Everything from the first line of the data below through the line that contains "the bench leg" should be written out exactly, please, and nothing more; the pictures stay out.

----

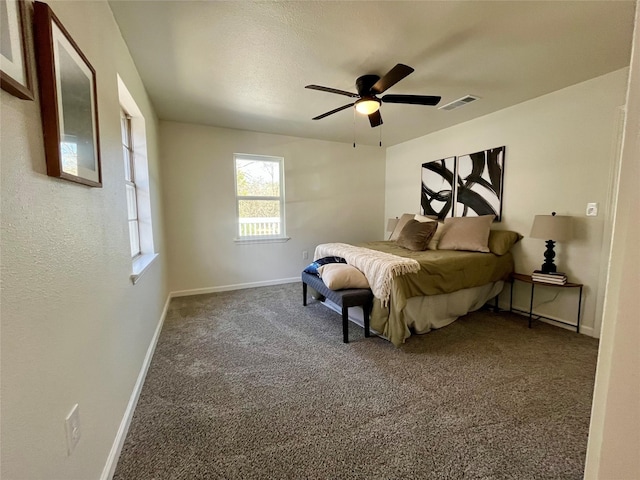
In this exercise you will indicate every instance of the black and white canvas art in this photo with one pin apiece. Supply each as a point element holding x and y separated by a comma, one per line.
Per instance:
<point>438,184</point>
<point>479,179</point>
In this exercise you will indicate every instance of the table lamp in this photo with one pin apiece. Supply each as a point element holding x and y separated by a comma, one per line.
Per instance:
<point>552,228</point>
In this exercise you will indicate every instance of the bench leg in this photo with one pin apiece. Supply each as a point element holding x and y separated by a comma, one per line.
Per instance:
<point>366,310</point>
<point>345,324</point>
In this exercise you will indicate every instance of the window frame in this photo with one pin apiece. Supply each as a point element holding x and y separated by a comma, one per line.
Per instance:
<point>130,171</point>
<point>281,198</point>
<point>138,139</point>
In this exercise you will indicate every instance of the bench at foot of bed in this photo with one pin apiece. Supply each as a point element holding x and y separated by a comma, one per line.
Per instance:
<point>351,297</point>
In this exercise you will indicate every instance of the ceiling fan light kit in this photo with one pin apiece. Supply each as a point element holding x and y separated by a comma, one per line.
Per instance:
<point>369,86</point>
<point>367,106</point>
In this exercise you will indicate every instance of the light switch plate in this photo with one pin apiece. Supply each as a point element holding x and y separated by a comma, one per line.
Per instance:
<point>72,427</point>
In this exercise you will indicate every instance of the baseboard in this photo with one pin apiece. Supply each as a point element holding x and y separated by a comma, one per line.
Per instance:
<point>237,286</point>
<point>118,443</point>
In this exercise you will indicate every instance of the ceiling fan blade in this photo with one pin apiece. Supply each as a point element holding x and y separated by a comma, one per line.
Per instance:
<point>332,90</point>
<point>336,110</point>
<point>412,99</point>
<point>375,119</point>
<point>392,77</point>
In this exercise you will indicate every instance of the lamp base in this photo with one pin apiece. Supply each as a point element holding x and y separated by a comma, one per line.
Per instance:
<point>548,266</point>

----

__Reply__.
In this exercise you will indicate every instance of the black and white canvas art in this photo with one pin apiece. Supply each as a point element holding x and y separated by a comma, one per line.
Per instance:
<point>438,184</point>
<point>479,179</point>
In this exercise you will indicate every instance of the table lamp in this photo with one pin apiece. Supply each as a point element holding x and y separated by a comma, one per line.
Per instance:
<point>552,228</point>
In this exercise you will indicate every instance of the bench leg in this photo with one pin apiece. Supply each as a point element holding x and y separated by a comma, one per line.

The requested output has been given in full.